(Point labeling samples)
▼

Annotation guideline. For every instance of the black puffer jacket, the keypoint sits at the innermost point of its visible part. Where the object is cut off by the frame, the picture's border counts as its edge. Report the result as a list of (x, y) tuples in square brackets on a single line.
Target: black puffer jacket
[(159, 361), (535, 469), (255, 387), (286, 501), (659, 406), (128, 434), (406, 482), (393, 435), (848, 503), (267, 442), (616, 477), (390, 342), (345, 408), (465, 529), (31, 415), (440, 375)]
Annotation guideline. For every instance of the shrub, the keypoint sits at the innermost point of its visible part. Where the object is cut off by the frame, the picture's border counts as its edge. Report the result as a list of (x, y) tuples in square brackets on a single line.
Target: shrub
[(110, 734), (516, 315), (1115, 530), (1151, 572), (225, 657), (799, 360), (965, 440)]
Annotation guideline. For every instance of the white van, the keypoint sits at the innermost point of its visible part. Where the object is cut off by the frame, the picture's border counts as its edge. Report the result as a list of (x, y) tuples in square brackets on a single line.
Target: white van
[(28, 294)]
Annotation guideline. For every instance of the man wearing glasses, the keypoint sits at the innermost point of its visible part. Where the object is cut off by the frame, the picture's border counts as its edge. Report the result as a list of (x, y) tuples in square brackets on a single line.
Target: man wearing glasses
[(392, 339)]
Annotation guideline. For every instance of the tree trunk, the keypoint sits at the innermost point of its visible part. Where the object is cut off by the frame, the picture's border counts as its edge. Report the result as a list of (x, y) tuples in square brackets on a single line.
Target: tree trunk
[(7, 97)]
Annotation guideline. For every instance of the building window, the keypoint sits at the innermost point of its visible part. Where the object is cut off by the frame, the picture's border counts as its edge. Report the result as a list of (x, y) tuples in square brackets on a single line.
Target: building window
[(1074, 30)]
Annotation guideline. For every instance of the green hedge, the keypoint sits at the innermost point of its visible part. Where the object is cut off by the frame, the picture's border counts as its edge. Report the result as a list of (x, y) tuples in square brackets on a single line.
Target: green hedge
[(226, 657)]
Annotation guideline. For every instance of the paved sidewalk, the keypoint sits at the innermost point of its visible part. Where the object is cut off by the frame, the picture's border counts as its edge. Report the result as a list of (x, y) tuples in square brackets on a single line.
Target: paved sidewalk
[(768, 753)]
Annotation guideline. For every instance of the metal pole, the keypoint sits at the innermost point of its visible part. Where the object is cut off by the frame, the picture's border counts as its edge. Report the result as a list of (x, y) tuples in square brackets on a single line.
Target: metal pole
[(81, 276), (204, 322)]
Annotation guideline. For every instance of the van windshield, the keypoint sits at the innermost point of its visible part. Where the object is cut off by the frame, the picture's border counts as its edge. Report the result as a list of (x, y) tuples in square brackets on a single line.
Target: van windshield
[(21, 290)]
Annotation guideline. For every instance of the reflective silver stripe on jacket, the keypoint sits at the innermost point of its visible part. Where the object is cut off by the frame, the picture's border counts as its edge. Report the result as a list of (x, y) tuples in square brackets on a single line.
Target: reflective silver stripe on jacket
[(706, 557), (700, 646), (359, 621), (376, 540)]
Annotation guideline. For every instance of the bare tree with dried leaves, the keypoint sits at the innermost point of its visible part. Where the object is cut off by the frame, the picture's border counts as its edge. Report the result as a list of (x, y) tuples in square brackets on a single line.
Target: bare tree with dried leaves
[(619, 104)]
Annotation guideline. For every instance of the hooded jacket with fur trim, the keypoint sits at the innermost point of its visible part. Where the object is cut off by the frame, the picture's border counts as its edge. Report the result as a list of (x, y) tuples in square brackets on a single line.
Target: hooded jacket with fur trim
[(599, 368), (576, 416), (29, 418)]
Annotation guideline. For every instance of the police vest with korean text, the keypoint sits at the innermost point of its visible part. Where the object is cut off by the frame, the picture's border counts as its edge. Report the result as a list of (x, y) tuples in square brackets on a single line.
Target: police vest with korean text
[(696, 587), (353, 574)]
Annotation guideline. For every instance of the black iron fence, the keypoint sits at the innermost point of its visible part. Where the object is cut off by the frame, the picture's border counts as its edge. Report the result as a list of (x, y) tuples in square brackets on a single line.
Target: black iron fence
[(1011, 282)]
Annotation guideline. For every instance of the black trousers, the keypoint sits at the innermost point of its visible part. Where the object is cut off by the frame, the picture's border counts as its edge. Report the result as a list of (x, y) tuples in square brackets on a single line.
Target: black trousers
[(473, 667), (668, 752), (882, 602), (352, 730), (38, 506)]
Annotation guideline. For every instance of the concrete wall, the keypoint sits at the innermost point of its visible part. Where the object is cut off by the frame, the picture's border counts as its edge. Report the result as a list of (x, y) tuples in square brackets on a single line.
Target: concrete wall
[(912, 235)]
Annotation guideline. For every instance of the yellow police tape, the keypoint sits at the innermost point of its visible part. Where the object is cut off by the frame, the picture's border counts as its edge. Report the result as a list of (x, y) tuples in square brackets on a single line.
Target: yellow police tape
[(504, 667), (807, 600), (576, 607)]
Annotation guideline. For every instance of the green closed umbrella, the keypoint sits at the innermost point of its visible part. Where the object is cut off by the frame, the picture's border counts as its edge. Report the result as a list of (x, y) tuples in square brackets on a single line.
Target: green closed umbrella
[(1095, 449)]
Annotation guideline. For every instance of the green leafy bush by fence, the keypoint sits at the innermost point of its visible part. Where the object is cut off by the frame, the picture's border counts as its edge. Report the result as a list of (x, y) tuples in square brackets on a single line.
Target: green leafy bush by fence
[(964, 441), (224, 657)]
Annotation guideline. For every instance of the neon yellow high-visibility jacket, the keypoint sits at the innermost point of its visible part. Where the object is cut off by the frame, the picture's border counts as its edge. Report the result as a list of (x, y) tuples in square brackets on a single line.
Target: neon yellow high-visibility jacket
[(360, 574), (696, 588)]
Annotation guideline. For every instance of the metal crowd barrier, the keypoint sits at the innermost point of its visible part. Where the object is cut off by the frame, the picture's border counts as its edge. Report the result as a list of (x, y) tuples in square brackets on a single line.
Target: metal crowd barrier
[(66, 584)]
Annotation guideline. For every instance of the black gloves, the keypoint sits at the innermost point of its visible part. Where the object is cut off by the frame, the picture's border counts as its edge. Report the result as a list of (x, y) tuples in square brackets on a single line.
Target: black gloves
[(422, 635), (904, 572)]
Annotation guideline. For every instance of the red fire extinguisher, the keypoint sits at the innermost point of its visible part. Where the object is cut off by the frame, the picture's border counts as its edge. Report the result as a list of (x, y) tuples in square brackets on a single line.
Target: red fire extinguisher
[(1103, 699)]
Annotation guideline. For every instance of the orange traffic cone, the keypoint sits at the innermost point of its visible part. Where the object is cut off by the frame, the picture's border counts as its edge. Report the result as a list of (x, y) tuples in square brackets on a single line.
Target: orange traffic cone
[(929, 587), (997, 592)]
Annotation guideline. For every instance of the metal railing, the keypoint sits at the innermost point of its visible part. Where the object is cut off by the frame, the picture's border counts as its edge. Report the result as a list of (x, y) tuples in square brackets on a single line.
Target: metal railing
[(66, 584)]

▲

_Instruction_
Could you copy out, word for word, the lines of the material between the line holding "black trousers, the" and the line holding "[(1095, 449)]", inclusive?

_Solution below_
Annotation guideline. For every instance of the black trousers, the keypoint sits at the innermost point of its visible part. Where the object is cut off by the frame, the picture's border counts as its edge. Report the result as a list of (x, y) tuples in square brackets on a single line.
Target: black trousers
[(473, 667), (668, 752), (882, 602), (352, 730), (38, 506)]
Annotation guideline. For every instance of the concrete wall, the keypoint sits at the innermost point of its visible part. Where the object is cut off by the frame, the picture's border counts as its edge. Report the result as a list of (x, y) tuples in square brackets on a single line.
Target: concrete wall
[(912, 235)]
Annotation guideline. For every instance of the yellow police tape, the keypoint sits at the innermost point of its visible part. Where the object is cut off by the frame, the picture's border counts as its edge. Report the result as a list of (x, y) tuples in square brackets on a single line.
Target: yellow police tape
[(504, 667), (807, 600), (576, 607)]
Annotation guideline. For every instance of the green closed umbrella, the keypoint sits at the innermost point of its visible part. Where the object is cut off by the frame, the picture's border counts as its edge. Report the result as a list of (x, y) tuples in square brackets on a single line.
Target: green closed umbrella
[(1095, 449)]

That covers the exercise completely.